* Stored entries
>>>
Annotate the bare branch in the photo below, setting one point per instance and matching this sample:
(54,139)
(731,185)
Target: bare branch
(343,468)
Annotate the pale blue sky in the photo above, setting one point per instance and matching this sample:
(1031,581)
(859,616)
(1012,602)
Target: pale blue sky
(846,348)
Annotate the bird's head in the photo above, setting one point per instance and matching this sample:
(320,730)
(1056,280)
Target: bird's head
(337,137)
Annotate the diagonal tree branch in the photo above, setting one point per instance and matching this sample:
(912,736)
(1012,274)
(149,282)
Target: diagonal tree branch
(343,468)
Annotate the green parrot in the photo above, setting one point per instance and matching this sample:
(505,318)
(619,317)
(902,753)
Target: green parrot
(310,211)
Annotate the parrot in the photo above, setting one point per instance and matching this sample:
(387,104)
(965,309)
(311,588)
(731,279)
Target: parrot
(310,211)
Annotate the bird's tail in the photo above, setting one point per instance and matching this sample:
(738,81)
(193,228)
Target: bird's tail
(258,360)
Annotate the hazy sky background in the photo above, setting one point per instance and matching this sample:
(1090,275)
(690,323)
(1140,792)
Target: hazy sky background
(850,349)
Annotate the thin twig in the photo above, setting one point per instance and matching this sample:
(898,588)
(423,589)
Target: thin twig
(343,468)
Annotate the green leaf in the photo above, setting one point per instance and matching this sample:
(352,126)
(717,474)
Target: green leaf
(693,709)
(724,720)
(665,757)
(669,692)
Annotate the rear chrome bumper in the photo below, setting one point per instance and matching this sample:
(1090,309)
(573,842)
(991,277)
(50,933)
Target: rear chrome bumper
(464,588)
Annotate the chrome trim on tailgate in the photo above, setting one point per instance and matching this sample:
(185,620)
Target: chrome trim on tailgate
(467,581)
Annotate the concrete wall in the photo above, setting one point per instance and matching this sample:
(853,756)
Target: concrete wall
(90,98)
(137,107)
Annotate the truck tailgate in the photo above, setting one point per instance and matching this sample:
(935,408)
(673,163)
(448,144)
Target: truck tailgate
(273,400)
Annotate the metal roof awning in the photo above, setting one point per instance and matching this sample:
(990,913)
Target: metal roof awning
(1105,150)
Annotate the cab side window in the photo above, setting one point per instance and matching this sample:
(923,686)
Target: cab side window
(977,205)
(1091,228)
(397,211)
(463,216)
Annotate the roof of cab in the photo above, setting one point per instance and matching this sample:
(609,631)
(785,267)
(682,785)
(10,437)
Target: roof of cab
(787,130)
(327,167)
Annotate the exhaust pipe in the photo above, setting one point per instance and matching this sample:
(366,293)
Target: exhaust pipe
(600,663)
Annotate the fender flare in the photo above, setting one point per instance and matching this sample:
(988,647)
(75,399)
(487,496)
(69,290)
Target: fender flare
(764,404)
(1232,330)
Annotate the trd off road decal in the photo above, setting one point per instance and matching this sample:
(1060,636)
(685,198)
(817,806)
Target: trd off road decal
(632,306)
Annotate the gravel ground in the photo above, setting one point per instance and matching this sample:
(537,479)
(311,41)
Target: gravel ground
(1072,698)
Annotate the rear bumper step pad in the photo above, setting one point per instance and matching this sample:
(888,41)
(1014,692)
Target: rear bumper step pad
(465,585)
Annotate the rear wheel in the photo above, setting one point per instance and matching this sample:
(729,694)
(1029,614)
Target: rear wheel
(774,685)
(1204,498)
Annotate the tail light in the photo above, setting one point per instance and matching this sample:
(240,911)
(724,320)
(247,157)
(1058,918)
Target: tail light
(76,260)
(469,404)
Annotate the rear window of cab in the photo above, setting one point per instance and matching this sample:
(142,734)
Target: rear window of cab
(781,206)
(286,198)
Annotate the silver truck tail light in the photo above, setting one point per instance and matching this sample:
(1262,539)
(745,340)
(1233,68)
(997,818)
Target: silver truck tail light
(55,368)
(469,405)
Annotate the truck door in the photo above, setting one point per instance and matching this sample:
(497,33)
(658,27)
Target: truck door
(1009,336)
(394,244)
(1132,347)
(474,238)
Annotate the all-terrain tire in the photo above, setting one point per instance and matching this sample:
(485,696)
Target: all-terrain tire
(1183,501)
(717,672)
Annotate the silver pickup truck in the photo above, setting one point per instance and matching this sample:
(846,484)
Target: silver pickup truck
<<<
* Task item
All lines starting at the one holding "Target: silver truck tail light" and ending at the last line above must be output exactly, and no other line may appear.

* Response
Target: silver truck tail light
(55,368)
(469,405)
Annotate the truck door in the photo above, setting one point per instance and matching this sample:
(497,33)
(658,27)
Target: truck door
(1009,336)
(394,244)
(1132,347)
(474,238)
Annotate the all-terrain tire in the photo above, setting one point per instance and matching this sample:
(485,696)
Target: all-terrain tire
(1183,501)
(717,672)
Annotate the silver pickup truck in the photo above, setting one point per instance and matching this sample:
(846,484)
Target: silver pickup truck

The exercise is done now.